▶ _Text section_

◇ ◇ ◇ ◇

Proto-Southern Vanuatu to Anejom

C > 0/_# unless C = *t
t > s/_#
{v, vʷ} > h
k > 0/V_V sometimes
b bʷ g > p pʷ k
s > h rarely
s > θ (sometimes doesn't occur when s/_i)
d j c > tʃ s s
{n, ŋ} > ɲ/_{i, e}
w > v in the majority of words
l > tʃ/_{i, e, o}
q > 0 **
V > 0/_# almost all of the time
{h, r} > 0/_# (final r is preserved in one word: inhar from *na-paRi 'stingray', and in the suffix -r from *-dra '3PL POSS')
[some funny business goes on here, a lot of word medial vowels get elided, sometimes even when they should be stressed]

Vowel Changes

these are quite difficult to get down formally and Lynch says the same thing; vowels in Anejom are enormously inconsistent with the reflexes they report and this trend continues somewhat with other SV languages. However, some trends can be noticed. The unconditioned, typical changes are as follows:
i o u > e e o
others:

i > o/{u, w}_
i > i morpheme finally but word medially (isn't always preserved even here)
i also preserved morpheme initially in some cases
u > e/_θ,θ_,ɣ_ (a few counterexamples)
u > u morpheme initially or /_V
u > w/_V sometimes
u > i in a few cases
ai > i/_C
ei > i
ua > ou
au > o, u sometimes
a > e/_C{i, u} almost always
one example of ue > ou
one example of eo > a
e > i adjacent to palatals [tendency]
a > o adjacent to labials [tendency]
and numerous other bizarrities

Lynch proposed an intermediate vowel *ə in PSV but didn't really go much into its results in any of the languages. it seems to > e in Anejom quite often but I can't figure out any real trends (Neither could Lynch, as far as I can tell)

◇ ◇ ◇ ◇

Stored records
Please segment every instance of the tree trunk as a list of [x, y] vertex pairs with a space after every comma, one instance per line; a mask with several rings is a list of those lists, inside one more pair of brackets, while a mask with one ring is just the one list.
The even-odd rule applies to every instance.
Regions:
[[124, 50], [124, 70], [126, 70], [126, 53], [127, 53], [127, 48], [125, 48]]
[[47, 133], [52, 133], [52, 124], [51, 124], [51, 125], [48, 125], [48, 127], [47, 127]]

◇ ◇ ◇ ◇

▶ _Written tasks_
[a] From the list headed "others" in the sound-change notes, give every rule whose input is the single vowel u.
[b] Reproduce everything in the sound-change notes from "Proto-Southern Vanuatu to" down to "occur when s/_i)".

▶ _Answers to each task_
[a]
u > e/_θ,θ_,ɣ_ (a few counterexamples)
u > u morpheme initially or /_V
u > w/_V sometimes
u > i in a few cases

[b]
Proto-Southern Vanuatu to Anejom

C > 0/_# unless C = *t
t > s/_#
{v, vʷ} > h
k > 0/V_V sometimes
b bʷ g > p pʷ k
s > h rarely
s > θ (sometimes doesn't occur when s/_i)